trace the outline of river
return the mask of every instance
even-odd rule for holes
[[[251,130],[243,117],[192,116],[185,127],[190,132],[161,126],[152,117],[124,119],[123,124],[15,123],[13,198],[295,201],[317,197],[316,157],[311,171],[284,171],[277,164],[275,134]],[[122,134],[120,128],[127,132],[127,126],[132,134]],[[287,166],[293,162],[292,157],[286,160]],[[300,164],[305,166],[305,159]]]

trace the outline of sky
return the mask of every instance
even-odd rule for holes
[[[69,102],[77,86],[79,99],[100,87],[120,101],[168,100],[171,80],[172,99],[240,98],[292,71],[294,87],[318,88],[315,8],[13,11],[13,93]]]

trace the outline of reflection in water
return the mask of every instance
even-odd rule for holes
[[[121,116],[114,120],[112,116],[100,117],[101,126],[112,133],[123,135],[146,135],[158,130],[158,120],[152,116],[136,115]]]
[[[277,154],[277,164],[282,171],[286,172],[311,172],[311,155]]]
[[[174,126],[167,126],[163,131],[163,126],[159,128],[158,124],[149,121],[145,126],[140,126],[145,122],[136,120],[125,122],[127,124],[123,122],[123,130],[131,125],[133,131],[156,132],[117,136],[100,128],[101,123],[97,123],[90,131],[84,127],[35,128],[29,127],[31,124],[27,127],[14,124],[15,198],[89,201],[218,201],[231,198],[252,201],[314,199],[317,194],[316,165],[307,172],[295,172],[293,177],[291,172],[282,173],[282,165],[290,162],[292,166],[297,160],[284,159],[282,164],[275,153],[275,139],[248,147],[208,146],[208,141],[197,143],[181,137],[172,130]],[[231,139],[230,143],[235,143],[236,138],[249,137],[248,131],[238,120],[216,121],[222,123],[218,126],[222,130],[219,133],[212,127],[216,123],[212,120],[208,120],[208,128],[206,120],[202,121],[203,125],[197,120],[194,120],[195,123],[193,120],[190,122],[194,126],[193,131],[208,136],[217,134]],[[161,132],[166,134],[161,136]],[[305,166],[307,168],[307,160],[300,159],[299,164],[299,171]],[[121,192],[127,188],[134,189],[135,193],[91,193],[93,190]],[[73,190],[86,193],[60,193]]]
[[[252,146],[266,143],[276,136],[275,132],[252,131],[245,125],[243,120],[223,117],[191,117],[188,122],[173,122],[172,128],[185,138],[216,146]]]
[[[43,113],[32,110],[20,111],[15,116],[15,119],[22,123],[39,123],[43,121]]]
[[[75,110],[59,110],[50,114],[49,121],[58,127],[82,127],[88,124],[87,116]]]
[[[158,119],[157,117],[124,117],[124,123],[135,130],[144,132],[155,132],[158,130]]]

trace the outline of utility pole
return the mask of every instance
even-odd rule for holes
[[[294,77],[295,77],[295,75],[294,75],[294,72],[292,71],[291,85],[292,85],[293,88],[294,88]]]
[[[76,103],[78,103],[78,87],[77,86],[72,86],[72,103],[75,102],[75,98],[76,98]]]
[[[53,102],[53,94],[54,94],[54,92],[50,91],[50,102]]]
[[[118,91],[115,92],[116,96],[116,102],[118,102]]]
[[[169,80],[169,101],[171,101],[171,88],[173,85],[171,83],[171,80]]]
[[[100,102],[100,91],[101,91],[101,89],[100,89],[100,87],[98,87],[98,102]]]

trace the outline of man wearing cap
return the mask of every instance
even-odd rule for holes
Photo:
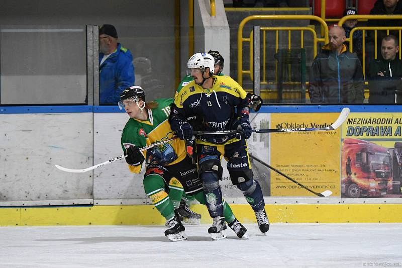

....

» **Instructions for the task**:
Repeat all of the data above word for word, leaving out any pictures.

» **Task solution**:
trace the outline of river
return the mask of every instance
even-odd rule for holes
[[[251,130],[243,117],[192,116],[185,127],[190,132],[161,126],[152,117],[124,119],[123,124],[15,123],[13,198],[295,201],[317,197],[316,157],[311,171],[284,171],[277,164],[275,134]],[[122,134],[120,128],[127,132],[127,126],[132,134]],[[287,166],[293,162],[292,157],[286,160]],[[300,164],[305,166],[305,159]]]

trace the outline of sky
return the mask of every instance
even-odd rule for holes
[[[69,102],[77,86],[79,99],[100,87],[120,101],[168,100],[171,80],[172,99],[240,98],[292,71],[294,87],[318,88],[315,8],[13,11],[13,93]]]

trace the outline of reflection in water
return the mask of every instance
even-odd rule for holes
[[[121,116],[114,120],[112,116],[100,117],[101,126],[112,133],[123,135],[146,135],[158,130],[158,120],[152,116],[136,115]]]
[[[277,154],[277,164],[282,171],[286,172],[311,172],[311,155]]]
[[[174,126],[167,126],[163,131],[163,126],[159,128],[158,124],[149,121],[145,126],[140,126],[145,122],[136,120],[125,122],[127,124],[123,122],[123,130],[131,125],[133,131],[156,132],[117,136],[100,128],[101,123],[97,123],[90,131],[84,127],[35,128],[29,127],[31,124],[27,127],[14,124],[15,198],[89,201],[218,201],[231,198],[252,201],[314,199],[317,194],[316,165],[307,172],[295,172],[293,177],[291,172],[282,173],[282,165],[290,162],[292,166],[297,160],[284,159],[282,164],[275,153],[275,139],[248,147],[208,146],[208,141],[197,143],[181,137],[172,130]],[[231,139],[230,143],[235,143],[236,138],[249,137],[248,131],[238,120],[216,121],[222,123],[218,126],[222,130],[219,133],[212,127],[216,123],[212,120],[208,120],[208,128],[206,120],[202,121],[203,125],[197,120],[194,120],[195,123],[193,120],[190,122],[194,126],[193,131],[208,136],[217,134]],[[161,132],[166,134],[161,136]],[[305,166],[307,168],[307,160],[300,159],[299,164],[299,171]],[[121,192],[127,188],[134,189],[135,193],[91,193],[93,190]],[[73,190],[86,193],[60,193]]]
[[[252,146],[266,143],[276,136],[275,132],[252,131],[245,125],[243,120],[223,117],[191,117],[188,122],[173,122],[172,128],[185,138],[216,146]]]
[[[43,113],[32,110],[20,111],[15,116],[15,119],[22,123],[39,123],[43,121]]]
[[[75,110],[59,110],[50,114],[49,121],[58,127],[82,127],[88,124],[87,116]]]
[[[158,119],[157,117],[124,117],[124,123],[135,130],[144,132],[155,132],[158,130]]]

trace the outline of utility pole
return the mask of every instance
even-odd rule for holes
[[[294,77],[295,77],[295,75],[294,75],[294,72],[292,71],[291,85],[292,85],[293,88],[294,88]]]
[[[76,103],[78,103],[78,87],[77,86],[72,86],[72,103],[75,102],[75,98],[76,98]]]
[[[53,102],[53,94],[54,94],[54,92],[50,91],[50,102]]]
[[[118,91],[115,92],[116,96],[116,102],[118,102]]]
[[[169,80],[169,101],[171,101],[171,88],[173,85],[171,83],[171,80]]]
[[[100,102],[100,91],[101,91],[101,89],[100,89],[100,87],[98,87],[98,102]]]

trace the outline of man wearing cap
return the mask of every instance
even-odd rule for holes
Photo:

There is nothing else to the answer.